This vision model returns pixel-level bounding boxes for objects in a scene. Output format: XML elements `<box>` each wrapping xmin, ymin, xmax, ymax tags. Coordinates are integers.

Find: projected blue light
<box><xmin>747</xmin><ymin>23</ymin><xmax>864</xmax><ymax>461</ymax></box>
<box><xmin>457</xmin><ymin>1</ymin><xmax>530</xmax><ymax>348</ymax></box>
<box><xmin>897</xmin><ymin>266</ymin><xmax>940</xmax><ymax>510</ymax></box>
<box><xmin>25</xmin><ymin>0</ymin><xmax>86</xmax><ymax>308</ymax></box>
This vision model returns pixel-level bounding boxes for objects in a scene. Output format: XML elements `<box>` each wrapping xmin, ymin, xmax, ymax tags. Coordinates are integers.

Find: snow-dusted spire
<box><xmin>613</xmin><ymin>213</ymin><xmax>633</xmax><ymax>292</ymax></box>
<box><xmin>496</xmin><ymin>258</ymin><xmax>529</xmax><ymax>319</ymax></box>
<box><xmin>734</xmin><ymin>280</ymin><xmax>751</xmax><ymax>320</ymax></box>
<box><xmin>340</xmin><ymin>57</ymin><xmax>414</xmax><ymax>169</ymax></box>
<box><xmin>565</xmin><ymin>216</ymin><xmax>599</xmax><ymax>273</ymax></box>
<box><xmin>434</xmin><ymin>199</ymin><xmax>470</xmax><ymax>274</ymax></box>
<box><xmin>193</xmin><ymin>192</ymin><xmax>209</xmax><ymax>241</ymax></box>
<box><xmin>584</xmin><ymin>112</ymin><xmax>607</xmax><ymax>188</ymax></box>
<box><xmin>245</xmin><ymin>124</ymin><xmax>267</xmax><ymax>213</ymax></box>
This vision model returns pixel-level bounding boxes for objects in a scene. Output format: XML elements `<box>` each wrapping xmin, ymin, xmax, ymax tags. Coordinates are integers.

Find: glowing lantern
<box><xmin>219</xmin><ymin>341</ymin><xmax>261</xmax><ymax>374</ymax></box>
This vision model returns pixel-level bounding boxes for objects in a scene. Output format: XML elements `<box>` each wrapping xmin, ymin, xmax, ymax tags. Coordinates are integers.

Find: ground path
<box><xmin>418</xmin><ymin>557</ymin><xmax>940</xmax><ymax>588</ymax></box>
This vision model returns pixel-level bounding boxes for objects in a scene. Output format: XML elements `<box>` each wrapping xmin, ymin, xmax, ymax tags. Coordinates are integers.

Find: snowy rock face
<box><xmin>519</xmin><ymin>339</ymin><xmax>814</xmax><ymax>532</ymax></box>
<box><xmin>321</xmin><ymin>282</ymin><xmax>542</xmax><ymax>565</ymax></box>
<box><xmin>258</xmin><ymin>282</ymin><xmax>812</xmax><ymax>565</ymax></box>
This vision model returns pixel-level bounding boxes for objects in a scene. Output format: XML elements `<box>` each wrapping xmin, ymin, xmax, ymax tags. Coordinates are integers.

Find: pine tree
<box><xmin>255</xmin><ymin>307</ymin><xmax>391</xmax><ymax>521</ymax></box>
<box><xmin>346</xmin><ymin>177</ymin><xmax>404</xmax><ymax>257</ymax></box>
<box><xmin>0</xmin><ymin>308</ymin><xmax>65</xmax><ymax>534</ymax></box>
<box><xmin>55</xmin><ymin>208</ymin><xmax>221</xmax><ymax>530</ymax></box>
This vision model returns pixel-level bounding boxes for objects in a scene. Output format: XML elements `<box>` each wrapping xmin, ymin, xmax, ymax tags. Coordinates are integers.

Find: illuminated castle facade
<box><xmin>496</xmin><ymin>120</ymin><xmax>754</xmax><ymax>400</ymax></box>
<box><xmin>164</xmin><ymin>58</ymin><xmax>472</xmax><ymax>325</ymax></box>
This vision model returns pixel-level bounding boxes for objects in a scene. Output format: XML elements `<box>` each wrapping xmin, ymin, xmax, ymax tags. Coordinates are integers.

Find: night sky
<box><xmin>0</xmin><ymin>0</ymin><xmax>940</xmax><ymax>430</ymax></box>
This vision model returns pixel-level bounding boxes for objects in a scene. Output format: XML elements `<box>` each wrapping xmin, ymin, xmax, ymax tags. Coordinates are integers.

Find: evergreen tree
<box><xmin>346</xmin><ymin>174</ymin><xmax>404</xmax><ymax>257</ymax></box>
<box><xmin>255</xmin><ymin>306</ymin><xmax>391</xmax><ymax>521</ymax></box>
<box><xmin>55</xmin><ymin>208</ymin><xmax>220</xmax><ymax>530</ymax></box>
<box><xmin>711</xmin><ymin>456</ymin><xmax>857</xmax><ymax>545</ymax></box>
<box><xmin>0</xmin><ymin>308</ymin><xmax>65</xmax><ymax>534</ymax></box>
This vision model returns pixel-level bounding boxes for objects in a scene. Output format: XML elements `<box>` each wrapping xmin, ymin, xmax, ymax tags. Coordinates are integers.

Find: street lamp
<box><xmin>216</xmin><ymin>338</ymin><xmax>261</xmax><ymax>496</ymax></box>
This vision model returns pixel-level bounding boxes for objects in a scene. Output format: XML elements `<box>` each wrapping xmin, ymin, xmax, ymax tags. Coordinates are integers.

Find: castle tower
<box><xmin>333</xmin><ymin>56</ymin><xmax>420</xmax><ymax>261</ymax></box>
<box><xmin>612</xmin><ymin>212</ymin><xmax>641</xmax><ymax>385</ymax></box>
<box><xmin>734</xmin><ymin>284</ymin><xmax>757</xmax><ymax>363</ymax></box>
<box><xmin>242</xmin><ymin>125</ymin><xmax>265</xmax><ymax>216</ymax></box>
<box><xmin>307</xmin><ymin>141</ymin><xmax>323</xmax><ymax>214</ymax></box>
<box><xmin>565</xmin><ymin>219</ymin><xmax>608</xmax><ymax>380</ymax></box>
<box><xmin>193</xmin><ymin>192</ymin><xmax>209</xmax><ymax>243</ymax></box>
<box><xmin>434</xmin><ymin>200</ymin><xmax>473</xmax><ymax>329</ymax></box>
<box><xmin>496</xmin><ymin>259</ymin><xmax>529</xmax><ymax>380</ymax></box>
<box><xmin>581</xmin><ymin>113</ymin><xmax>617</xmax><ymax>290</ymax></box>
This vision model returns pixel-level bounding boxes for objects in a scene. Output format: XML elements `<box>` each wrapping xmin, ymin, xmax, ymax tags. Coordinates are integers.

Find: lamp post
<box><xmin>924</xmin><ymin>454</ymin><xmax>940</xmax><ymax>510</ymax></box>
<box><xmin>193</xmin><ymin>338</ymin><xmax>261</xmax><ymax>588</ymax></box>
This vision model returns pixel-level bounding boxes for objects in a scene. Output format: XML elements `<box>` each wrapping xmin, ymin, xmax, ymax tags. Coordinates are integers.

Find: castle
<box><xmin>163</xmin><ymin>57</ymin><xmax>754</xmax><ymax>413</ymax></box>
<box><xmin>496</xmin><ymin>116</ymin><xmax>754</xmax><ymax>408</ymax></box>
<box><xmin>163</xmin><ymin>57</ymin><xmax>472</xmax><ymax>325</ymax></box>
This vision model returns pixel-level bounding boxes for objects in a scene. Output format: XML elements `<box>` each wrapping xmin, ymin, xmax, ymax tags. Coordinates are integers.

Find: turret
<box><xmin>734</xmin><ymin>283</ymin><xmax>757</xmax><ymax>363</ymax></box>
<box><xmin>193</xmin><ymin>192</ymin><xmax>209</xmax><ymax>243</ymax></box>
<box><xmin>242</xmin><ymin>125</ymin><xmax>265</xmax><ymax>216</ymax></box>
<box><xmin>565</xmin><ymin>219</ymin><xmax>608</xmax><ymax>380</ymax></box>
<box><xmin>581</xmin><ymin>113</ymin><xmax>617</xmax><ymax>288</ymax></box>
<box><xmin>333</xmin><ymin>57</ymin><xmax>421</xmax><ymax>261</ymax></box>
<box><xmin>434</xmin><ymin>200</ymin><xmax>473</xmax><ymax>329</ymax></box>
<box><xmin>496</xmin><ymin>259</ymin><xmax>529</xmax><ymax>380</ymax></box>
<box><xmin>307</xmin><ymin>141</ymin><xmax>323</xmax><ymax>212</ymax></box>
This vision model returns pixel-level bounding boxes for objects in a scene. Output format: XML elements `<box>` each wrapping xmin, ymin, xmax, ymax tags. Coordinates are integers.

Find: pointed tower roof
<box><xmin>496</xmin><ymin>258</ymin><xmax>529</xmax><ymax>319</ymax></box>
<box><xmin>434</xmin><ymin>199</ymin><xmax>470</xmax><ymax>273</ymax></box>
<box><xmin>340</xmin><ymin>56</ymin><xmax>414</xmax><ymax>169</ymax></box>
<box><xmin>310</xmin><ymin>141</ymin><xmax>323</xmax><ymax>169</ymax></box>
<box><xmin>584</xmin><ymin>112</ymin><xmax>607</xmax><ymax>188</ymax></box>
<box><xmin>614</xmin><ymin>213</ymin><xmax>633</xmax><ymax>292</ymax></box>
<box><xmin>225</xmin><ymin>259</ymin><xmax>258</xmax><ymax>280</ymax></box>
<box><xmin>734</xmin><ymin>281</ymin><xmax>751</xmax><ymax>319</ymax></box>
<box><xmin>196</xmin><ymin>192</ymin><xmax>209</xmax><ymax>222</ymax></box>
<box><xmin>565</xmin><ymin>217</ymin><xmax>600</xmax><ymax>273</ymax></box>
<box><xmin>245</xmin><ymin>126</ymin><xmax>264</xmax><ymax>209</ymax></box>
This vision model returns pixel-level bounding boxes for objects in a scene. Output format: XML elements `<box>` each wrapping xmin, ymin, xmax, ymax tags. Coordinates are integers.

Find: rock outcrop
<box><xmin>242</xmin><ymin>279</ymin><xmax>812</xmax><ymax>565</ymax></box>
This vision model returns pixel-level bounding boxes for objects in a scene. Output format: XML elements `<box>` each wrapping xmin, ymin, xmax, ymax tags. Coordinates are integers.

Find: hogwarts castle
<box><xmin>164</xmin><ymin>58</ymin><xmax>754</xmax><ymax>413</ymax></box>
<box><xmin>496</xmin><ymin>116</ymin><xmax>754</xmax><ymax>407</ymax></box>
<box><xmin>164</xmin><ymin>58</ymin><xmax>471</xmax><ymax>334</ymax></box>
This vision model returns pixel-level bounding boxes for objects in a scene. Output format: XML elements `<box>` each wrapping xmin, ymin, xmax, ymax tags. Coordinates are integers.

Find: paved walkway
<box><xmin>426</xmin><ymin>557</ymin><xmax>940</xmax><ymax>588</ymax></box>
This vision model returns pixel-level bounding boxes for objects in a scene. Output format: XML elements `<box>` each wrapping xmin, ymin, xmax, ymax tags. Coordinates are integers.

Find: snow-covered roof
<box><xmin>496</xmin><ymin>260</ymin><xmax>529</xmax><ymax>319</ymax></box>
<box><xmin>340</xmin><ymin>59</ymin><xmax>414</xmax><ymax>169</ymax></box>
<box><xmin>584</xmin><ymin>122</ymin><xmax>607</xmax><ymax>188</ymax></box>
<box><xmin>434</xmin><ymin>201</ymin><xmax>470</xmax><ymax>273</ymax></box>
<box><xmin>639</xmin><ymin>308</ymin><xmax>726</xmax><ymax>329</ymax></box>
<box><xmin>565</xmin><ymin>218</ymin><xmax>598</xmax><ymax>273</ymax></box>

• • •

_SHORT PROBLEM_
Pull out every line of the records that contains the string "rock", matching case exactly.

_RESULT FOR THIS TASK_
Find: snowy rock face
Find: rock outcrop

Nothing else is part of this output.